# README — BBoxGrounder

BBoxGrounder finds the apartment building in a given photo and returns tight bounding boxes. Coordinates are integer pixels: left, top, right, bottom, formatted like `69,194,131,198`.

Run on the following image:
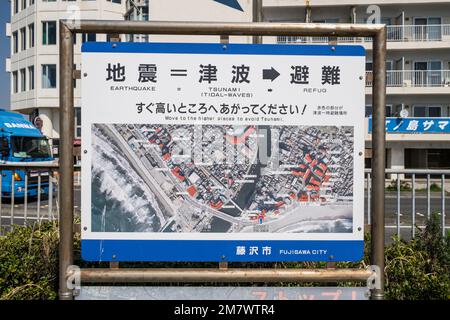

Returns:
6,0,125,153
263,0,450,169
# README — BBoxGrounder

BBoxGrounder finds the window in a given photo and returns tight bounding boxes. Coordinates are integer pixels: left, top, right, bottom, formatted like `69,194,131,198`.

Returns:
28,23,34,48
75,107,81,138
81,33,97,43
42,21,56,45
20,68,27,92
42,64,56,89
413,106,442,118
12,71,19,93
73,64,77,89
20,27,27,51
28,66,34,90
13,31,19,53
366,105,392,118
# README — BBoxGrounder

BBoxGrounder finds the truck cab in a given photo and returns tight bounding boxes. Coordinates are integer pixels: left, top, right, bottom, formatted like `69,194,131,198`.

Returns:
0,109,54,198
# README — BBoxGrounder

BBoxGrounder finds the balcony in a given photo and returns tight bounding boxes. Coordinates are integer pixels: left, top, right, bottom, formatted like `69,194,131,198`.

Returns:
366,70,450,89
365,117,450,142
277,24,450,44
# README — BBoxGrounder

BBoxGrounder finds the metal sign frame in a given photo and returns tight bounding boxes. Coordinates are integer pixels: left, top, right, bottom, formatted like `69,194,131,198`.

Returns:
59,20,386,300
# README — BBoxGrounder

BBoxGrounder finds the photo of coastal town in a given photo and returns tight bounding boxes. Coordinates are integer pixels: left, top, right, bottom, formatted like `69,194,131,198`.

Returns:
91,124,354,233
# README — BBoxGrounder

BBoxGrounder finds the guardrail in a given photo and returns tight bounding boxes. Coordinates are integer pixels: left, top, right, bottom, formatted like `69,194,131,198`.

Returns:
366,70,450,88
277,24,450,44
365,169,450,238
0,163,450,238
0,163,81,234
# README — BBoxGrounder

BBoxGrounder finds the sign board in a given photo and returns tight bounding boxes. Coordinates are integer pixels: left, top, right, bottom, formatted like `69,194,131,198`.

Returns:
82,43,365,261
75,286,370,300
369,117,450,133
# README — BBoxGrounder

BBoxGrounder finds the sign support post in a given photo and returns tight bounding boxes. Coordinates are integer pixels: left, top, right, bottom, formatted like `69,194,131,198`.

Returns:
59,20,386,299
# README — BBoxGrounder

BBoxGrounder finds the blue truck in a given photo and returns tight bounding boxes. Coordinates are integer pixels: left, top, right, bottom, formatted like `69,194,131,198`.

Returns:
0,109,54,198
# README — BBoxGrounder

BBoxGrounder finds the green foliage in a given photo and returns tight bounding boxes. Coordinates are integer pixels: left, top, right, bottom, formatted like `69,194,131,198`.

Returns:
385,215,450,300
0,215,450,300
0,222,58,300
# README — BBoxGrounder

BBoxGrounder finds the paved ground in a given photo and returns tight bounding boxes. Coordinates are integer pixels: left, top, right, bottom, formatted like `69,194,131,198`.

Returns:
1,187,450,241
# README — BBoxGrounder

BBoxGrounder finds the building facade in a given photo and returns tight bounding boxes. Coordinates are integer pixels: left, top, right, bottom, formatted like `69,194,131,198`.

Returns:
6,0,125,153
7,0,450,169
263,0,450,169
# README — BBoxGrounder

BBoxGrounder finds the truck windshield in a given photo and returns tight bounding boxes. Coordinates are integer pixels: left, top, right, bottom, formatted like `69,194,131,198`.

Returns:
11,137,52,158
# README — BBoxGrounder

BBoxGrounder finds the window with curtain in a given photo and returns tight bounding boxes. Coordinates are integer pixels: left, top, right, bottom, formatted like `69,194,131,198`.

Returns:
28,23,34,48
28,66,34,90
42,21,56,45
20,27,27,51
42,64,56,89
20,68,27,92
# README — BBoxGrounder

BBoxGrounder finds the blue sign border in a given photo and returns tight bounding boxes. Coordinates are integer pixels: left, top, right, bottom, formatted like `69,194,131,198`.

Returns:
81,42,365,262
81,42,366,57
81,240,364,262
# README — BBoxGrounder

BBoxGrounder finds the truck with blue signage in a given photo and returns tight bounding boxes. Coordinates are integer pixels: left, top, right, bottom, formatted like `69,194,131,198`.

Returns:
0,109,54,199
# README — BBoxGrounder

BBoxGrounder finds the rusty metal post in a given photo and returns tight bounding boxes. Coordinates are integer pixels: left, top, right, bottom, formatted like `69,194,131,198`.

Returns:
252,0,263,43
59,22,74,300
371,26,386,300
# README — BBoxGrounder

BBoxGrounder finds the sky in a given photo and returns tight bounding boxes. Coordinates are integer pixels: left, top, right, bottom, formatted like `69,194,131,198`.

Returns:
0,0,11,109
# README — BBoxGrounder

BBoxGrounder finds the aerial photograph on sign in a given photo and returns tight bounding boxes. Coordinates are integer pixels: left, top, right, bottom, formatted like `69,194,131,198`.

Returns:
91,124,354,233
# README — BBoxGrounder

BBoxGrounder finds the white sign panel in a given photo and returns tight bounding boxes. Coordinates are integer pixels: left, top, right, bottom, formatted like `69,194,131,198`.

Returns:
82,43,365,261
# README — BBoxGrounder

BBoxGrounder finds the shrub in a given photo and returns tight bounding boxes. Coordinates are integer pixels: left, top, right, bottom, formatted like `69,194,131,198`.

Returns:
385,215,450,300
0,222,59,300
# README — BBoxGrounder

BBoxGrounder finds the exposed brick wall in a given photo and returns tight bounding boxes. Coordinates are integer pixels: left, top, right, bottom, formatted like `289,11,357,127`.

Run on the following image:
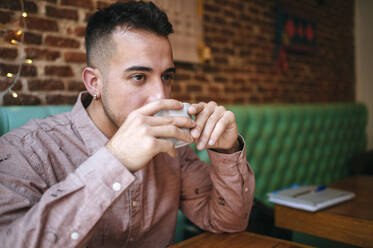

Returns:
0,0,355,105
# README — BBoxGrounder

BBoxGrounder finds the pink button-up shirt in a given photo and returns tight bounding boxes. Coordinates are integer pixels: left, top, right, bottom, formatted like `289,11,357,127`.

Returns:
0,94,254,248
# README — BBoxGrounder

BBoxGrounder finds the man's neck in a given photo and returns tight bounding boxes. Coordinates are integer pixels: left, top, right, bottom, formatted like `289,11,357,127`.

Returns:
86,100,118,139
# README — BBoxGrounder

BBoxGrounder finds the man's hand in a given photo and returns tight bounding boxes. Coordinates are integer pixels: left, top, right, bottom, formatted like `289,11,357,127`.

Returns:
188,102,239,153
106,99,195,171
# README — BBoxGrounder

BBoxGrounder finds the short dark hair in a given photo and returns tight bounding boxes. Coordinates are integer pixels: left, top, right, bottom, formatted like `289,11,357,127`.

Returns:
85,1,173,66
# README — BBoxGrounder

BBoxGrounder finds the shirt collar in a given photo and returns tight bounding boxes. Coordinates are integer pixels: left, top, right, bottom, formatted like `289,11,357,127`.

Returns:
71,91,109,155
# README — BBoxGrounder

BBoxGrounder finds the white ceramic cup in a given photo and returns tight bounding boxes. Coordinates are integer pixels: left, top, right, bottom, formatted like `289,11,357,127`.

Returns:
154,102,192,148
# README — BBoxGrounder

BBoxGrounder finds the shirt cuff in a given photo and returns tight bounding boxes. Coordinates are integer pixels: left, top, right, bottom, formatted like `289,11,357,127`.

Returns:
207,135,246,175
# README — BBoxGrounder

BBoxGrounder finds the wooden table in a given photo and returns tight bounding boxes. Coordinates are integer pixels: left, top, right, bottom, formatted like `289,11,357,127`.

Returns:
170,232,310,248
275,175,373,247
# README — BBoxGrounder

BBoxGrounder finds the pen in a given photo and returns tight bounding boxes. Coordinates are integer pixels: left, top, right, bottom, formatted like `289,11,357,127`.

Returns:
292,185,326,198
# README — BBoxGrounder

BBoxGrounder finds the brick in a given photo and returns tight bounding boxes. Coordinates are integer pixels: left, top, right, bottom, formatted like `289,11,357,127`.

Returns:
0,63,37,77
186,85,202,92
28,79,64,91
175,73,191,81
26,16,58,32
75,27,85,37
194,74,209,82
0,79,22,91
64,52,86,63
214,77,228,83
24,1,38,13
44,35,80,48
25,47,61,61
0,0,21,10
67,81,86,92
47,94,78,105
44,65,74,77
21,64,37,77
96,1,110,9
0,10,12,24
214,57,228,65
3,92,41,106
61,0,93,9
39,0,57,4
45,6,79,21
23,32,42,45
0,47,18,59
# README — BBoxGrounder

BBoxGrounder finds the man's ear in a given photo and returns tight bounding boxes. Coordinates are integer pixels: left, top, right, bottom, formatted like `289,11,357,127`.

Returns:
82,67,102,99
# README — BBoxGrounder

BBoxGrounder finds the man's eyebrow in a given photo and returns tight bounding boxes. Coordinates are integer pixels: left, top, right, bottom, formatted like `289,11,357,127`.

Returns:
126,65,153,72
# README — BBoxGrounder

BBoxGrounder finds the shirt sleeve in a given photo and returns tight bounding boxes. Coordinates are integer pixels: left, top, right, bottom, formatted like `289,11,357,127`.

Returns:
180,136,255,233
0,136,134,248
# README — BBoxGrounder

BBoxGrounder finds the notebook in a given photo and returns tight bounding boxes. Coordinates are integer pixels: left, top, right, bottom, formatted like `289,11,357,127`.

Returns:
268,185,355,212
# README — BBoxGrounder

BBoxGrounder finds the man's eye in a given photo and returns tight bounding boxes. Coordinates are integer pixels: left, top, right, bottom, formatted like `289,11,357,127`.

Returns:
162,74,174,83
131,74,145,82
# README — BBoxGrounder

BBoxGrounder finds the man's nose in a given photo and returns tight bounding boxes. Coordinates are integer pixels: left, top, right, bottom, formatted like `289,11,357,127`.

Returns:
149,80,166,101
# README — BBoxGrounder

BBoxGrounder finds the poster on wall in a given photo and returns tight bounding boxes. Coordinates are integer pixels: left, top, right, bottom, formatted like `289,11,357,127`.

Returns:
154,0,202,63
275,4,317,71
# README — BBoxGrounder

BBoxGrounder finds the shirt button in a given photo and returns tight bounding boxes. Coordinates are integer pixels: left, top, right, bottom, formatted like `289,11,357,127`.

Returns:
113,183,121,191
70,232,79,240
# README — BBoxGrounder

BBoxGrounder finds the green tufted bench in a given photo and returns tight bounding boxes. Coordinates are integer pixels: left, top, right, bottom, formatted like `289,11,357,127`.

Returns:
197,103,367,206
0,103,367,244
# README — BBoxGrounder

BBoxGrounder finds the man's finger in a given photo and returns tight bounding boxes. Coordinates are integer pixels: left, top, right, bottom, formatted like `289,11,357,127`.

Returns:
156,139,176,158
145,116,195,128
187,103,205,115
197,107,225,150
136,99,184,116
150,125,193,143
207,115,228,147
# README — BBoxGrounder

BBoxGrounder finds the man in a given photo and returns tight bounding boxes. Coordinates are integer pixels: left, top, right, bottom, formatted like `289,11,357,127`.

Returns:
0,2,254,248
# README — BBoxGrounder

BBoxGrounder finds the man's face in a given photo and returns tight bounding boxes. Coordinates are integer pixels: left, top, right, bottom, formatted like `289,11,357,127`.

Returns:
101,30,175,128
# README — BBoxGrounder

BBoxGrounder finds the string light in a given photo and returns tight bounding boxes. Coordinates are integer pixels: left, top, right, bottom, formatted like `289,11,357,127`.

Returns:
10,90,18,98
0,0,28,101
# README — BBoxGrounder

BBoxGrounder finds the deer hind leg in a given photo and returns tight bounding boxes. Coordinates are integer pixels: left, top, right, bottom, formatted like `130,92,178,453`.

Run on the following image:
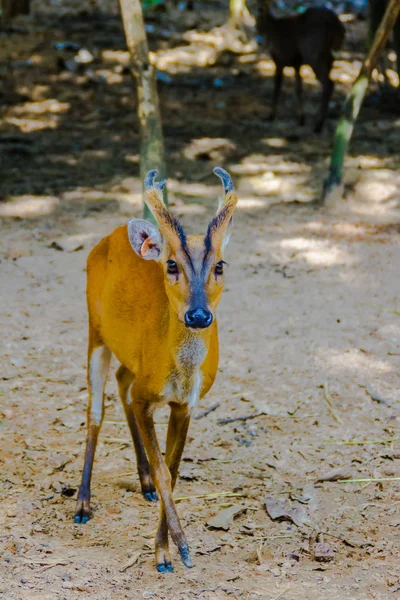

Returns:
74,332,111,523
295,66,305,125
133,398,193,572
116,365,157,502
313,57,334,133
155,404,191,573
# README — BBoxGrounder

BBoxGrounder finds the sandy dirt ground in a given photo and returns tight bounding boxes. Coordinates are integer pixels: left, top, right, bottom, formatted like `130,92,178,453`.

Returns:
0,2,400,600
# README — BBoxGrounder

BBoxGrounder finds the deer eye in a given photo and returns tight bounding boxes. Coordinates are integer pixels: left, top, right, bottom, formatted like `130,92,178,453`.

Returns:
167,260,179,275
215,260,226,275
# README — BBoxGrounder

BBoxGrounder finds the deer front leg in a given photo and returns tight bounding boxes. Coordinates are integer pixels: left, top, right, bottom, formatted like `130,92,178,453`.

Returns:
133,399,192,571
116,365,157,502
269,63,283,121
155,403,192,573
74,344,111,523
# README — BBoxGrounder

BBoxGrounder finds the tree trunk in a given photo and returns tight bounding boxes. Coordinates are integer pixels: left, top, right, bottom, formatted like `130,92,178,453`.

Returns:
322,0,400,201
120,0,167,219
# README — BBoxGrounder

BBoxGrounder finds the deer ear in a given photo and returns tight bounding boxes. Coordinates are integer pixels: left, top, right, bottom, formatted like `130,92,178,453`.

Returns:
128,219,162,260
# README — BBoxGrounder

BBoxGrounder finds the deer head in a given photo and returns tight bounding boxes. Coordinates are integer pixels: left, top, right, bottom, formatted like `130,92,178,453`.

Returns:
128,167,238,330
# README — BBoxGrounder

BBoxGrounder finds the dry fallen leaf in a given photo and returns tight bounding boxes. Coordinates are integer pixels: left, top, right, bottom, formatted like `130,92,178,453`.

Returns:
207,504,246,531
265,496,311,527
120,551,141,573
314,542,335,562
316,467,353,483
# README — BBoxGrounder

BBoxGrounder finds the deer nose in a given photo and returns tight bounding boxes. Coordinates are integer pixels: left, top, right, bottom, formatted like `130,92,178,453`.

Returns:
185,308,213,329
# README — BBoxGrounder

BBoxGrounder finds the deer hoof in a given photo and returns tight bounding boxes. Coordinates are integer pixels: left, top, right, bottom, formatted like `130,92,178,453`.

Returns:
143,492,158,502
156,560,174,573
74,504,90,525
179,544,193,569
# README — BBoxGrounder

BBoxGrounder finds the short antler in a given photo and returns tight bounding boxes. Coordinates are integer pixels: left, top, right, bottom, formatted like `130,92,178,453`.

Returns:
214,167,235,194
206,167,238,248
144,169,182,248
144,169,167,192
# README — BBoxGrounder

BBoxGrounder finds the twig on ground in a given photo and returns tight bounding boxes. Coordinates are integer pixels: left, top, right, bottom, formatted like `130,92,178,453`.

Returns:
322,381,343,425
120,552,141,573
104,437,130,446
365,385,389,404
338,477,400,483
195,402,220,419
274,585,290,600
323,438,400,446
217,412,265,425
175,492,246,502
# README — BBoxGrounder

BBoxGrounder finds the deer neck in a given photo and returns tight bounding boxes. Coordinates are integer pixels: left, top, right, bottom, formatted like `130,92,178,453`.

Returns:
164,310,212,408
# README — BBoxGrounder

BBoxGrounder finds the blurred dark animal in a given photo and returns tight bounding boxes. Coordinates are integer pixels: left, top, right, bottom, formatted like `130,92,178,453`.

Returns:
0,0,31,26
257,0,345,133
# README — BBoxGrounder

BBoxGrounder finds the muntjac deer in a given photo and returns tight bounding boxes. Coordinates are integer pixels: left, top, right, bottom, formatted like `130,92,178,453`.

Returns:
257,0,345,133
74,168,237,572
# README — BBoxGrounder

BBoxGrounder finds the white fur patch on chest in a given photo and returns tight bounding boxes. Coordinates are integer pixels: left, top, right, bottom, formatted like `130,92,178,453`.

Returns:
163,338,206,408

════════════════

Devolva sem nenhuma alteração as linhas acima, da primeira até a que contém "366,105,392,118", incluindo ambas. Deixe as imagens fora da resposta.

Resultado esperado:
# README — BBoxGrounder

BBoxGrounder finds the apartment building in a given photo and returns tight bounding boxes. Coordinates are integer pixels: left, top, right, bottom, formatted like `69,194,131,198`.

Run on the following image:

Returns:
6,0,125,153
263,0,450,169
# README — BBoxGrounder

BBoxGrounder finds the window in a given photo and returns tight bounding boxes. Coordinates are integer pixels: left, top, right, bottom, formatted like `69,194,131,198`.

Returns:
28,23,34,48
75,107,81,138
81,33,97,43
42,21,56,45
20,68,27,92
42,64,56,89
413,106,442,118
12,71,19,93
73,64,77,89
20,27,27,51
28,66,34,90
13,31,19,53
366,105,392,118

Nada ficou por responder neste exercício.